:: Exercise ::
In the entries below, work out how many lines include "sunglasses", and write only that number.

:: Information provided ::

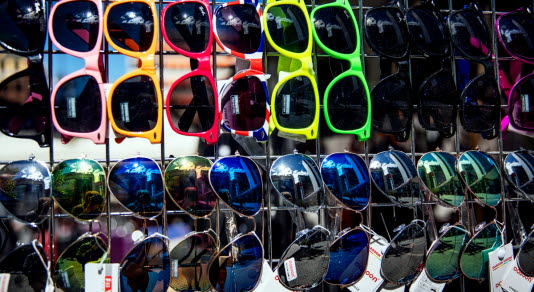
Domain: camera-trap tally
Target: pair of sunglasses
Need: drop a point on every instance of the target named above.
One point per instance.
(24, 96)
(78, 100)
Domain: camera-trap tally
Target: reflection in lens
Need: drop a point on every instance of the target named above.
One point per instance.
(138, 185)
(346, 177)
(297, 179)
(237, 182)
(187, 181)
(146, 267)
(438, 174)
(309, 254)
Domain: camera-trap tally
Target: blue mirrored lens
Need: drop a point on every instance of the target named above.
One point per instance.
(347, 178)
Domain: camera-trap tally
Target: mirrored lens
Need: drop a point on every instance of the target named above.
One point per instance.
(346, 177)
(288, 27)
(237, 182)
(348, 258)
(78, 105)
(187, 181)
(238, 266)
(79, 188)
(76, 25)
(192, 105)
(297, 179)
(309, 254)
(134, 104)
(239, 28)
(243, 104)
(438, 174)
(395, 176)
(137, 184)
(131, 26)
(187, 26)
(481, 174)
(25, 190)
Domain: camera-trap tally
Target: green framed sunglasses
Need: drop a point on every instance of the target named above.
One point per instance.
(336, 32)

:: Solution to this problem ::
2